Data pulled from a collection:

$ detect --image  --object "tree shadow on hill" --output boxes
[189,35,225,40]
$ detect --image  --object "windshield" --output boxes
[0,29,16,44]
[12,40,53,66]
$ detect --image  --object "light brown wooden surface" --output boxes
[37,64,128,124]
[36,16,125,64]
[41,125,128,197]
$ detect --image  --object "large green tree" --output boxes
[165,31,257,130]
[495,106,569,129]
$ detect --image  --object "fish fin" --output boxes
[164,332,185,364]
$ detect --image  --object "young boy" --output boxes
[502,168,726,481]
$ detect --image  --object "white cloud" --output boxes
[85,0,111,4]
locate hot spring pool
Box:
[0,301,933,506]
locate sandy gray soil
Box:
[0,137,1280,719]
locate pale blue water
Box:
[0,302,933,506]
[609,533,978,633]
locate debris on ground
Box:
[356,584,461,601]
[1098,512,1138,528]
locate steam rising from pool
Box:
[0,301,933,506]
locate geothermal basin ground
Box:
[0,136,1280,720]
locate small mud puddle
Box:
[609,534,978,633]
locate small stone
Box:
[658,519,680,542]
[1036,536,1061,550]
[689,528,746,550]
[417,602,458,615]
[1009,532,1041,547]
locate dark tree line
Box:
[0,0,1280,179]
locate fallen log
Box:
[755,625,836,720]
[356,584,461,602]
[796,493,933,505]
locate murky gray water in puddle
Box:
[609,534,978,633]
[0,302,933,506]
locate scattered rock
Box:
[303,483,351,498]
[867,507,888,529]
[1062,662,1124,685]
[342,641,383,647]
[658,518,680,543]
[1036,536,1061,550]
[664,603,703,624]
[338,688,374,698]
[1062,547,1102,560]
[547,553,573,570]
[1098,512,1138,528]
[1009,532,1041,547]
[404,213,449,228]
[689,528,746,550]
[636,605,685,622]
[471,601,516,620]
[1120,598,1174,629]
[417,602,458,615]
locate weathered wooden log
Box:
--
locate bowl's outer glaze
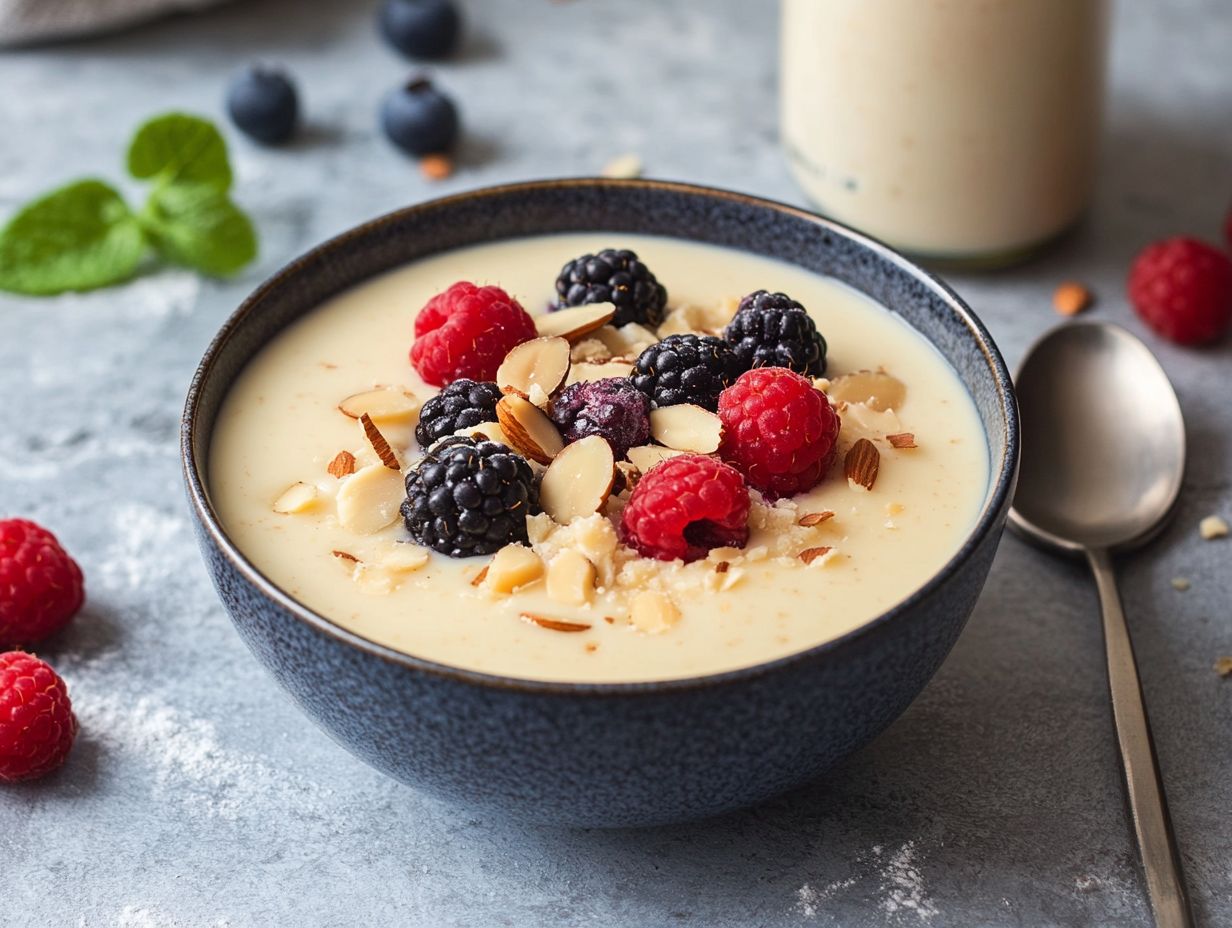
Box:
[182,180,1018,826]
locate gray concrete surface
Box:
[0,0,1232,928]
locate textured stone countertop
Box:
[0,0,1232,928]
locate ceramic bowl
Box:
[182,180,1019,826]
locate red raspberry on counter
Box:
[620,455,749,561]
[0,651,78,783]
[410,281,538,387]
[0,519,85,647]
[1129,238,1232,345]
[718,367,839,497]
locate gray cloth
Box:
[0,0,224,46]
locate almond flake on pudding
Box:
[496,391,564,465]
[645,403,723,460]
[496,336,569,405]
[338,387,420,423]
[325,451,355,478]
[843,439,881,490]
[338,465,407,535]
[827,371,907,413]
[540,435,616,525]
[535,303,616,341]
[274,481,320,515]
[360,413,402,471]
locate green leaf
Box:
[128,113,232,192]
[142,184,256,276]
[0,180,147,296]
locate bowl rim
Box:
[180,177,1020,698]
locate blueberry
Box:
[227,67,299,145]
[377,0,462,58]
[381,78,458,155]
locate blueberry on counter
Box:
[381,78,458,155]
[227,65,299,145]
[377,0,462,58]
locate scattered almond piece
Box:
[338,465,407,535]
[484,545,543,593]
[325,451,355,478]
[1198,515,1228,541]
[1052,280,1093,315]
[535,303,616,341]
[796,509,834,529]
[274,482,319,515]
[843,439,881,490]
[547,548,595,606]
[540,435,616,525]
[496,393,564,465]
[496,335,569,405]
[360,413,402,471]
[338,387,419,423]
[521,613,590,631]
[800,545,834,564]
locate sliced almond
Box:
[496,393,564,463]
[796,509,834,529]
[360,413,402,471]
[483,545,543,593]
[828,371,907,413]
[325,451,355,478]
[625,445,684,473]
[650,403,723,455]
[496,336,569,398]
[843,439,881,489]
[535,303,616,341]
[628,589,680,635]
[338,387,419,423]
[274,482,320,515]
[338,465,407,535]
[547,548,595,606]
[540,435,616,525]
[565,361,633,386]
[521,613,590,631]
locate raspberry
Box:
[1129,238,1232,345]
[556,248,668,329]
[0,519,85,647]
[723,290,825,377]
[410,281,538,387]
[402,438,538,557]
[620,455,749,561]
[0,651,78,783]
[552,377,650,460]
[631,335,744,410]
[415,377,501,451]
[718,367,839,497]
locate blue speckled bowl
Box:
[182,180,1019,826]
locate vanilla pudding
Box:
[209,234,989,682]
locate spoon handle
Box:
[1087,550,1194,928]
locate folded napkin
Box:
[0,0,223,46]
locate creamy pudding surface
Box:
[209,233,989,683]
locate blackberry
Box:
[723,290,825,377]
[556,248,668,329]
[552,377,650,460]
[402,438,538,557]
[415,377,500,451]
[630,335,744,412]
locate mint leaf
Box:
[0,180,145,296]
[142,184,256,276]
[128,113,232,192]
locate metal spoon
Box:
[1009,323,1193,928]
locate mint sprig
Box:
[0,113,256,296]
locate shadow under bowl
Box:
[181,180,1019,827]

- [What you need to do] Quote the lines of the listing between the line holding "locate vanilla pudding" and the line holding "[1009,323,1193,928]", inclusive.

- [Output for this exercise]
locate vanilla pudding
Box:
[209,234,989,682]
locate spoon handle
Box:
[1087,550,1194,928]
locate folded napkin
Box:
[0,0,223,46]
locate creamy pudding surface
Box:
[209,233,989,683]
locate blackberry
Box:
[723,290,825,377]
[556,248,668,329]
[552,377,650,460]
[402,438,538,557]
[415,377,500,451]
[630,335,744,412]
locate mint leaf
Box:
[0,180,145,296]
[142,184,256,276]
[128,113,232,192]
locate metal spoon
Box:
[1009,323,1193,928]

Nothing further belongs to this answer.